▶ **AIM OF THE TASK**: The line containing "around the flower" marks where copying starts, so set down that line and each one after it exactly, through the end of the records.

[Saved entries]
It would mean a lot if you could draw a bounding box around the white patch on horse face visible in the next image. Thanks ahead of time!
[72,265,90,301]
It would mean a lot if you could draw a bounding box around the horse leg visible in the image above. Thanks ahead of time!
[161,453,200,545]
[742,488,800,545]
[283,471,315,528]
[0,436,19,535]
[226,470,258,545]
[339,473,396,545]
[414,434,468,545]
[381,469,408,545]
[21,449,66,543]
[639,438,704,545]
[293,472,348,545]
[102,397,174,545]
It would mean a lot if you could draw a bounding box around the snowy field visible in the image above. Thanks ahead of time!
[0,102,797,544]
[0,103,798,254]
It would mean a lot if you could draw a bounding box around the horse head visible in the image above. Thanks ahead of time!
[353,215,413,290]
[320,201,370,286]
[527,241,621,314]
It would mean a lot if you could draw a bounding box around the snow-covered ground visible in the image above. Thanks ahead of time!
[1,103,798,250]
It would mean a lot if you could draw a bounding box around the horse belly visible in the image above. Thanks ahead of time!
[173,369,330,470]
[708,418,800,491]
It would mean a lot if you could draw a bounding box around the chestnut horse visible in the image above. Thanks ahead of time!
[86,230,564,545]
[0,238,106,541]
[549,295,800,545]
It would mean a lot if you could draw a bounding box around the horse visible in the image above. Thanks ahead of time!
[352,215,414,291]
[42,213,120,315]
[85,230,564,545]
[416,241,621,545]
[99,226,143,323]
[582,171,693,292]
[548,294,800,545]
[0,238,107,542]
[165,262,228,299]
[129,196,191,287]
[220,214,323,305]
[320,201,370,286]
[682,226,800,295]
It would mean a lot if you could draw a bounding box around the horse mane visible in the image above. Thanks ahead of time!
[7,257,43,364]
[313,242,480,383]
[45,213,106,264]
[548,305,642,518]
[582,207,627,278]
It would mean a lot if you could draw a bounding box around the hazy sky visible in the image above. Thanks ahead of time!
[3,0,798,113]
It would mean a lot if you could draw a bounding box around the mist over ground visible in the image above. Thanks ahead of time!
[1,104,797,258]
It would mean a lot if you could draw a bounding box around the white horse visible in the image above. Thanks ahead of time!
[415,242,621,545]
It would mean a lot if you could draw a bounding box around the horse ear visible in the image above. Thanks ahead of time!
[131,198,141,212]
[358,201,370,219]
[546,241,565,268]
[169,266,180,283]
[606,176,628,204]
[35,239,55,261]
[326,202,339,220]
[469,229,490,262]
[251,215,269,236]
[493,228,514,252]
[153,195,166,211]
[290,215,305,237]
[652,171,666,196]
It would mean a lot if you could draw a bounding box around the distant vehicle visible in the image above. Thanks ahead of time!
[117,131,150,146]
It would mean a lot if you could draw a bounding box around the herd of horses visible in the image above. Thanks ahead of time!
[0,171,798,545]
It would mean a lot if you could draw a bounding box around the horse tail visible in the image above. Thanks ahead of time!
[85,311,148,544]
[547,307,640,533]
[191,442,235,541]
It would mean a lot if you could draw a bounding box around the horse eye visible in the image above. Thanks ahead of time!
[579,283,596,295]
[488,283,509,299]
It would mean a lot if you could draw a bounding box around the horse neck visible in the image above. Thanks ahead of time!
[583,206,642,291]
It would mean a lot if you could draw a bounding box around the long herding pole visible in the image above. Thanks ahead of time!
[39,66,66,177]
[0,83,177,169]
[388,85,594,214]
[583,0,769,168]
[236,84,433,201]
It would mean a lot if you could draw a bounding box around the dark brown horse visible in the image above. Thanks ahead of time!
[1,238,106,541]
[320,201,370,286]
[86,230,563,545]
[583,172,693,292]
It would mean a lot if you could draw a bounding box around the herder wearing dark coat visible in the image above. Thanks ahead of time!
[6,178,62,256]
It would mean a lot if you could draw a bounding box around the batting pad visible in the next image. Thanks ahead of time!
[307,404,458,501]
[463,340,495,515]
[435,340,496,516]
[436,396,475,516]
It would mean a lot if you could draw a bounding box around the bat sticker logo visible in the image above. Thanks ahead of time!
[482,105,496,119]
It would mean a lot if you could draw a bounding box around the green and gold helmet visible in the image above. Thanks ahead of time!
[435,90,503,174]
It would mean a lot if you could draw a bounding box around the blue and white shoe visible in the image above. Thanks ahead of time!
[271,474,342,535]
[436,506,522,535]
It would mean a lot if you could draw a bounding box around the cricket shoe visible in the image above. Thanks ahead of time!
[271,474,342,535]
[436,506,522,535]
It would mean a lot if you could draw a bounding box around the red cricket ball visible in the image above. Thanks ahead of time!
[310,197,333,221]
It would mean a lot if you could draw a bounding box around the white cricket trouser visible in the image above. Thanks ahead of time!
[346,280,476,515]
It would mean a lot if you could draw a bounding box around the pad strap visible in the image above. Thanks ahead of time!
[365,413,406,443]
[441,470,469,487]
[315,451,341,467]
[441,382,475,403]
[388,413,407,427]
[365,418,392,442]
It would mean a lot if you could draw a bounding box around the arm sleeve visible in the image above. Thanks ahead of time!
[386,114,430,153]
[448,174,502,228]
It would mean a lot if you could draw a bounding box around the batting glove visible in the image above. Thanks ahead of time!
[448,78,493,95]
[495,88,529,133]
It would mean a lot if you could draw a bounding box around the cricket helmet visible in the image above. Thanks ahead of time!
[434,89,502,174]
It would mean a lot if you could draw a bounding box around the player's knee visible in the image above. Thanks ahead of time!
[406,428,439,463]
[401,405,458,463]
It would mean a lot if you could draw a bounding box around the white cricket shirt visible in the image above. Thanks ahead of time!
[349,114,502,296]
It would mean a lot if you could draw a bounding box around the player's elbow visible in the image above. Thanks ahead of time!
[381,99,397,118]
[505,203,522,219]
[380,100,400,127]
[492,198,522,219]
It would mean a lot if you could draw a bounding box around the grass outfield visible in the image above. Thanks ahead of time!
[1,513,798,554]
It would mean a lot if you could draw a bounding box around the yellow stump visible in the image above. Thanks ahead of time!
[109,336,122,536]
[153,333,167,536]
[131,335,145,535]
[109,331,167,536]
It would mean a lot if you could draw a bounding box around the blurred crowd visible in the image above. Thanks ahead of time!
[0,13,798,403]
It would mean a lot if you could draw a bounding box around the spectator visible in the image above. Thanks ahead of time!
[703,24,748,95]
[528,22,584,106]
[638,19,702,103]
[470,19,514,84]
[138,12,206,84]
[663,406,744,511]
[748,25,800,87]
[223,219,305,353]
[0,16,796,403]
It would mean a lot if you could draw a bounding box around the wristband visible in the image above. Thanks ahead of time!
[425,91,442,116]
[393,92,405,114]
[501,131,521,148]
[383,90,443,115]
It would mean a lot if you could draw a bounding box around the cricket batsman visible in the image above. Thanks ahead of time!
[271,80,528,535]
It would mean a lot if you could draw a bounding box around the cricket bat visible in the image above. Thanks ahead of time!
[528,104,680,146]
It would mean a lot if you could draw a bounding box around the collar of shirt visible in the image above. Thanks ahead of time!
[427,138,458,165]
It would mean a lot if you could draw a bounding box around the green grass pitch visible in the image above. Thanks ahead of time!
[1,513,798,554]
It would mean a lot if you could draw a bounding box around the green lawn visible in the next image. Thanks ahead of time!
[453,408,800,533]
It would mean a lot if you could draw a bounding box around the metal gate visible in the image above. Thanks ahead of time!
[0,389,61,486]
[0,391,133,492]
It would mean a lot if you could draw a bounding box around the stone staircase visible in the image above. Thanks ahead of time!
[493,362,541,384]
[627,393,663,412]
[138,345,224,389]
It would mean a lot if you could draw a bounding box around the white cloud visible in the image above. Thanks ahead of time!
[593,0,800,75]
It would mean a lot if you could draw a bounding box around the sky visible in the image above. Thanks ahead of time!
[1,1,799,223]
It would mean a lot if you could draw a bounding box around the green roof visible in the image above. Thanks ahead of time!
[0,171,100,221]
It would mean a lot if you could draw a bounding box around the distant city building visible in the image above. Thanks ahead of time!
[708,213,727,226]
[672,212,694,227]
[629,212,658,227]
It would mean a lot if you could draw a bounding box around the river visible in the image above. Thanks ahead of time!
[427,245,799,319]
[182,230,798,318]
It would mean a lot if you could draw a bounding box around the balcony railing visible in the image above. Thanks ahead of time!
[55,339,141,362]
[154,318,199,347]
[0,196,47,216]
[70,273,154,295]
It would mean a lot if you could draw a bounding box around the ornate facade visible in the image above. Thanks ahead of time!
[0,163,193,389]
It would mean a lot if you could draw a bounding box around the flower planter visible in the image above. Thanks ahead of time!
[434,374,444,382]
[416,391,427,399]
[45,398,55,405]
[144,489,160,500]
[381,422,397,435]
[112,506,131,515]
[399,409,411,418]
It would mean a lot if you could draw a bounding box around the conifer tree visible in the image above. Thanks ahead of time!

▶ **TASK ANSWER**:
It would mean a lot if you could draw a bounding box around the flower planter visible in the image above. Thanks ahead of time!
[434,374,444,382]
[416,391,427,399]
[45,398,55,405]
[144,489,160,500]
[381,422,397,435]
[112,506,131,515]
[399,409,411,418]
It would mean a lot if you could draw a bounding box around the conifer tree visible in the image above. Thanks ahead of time!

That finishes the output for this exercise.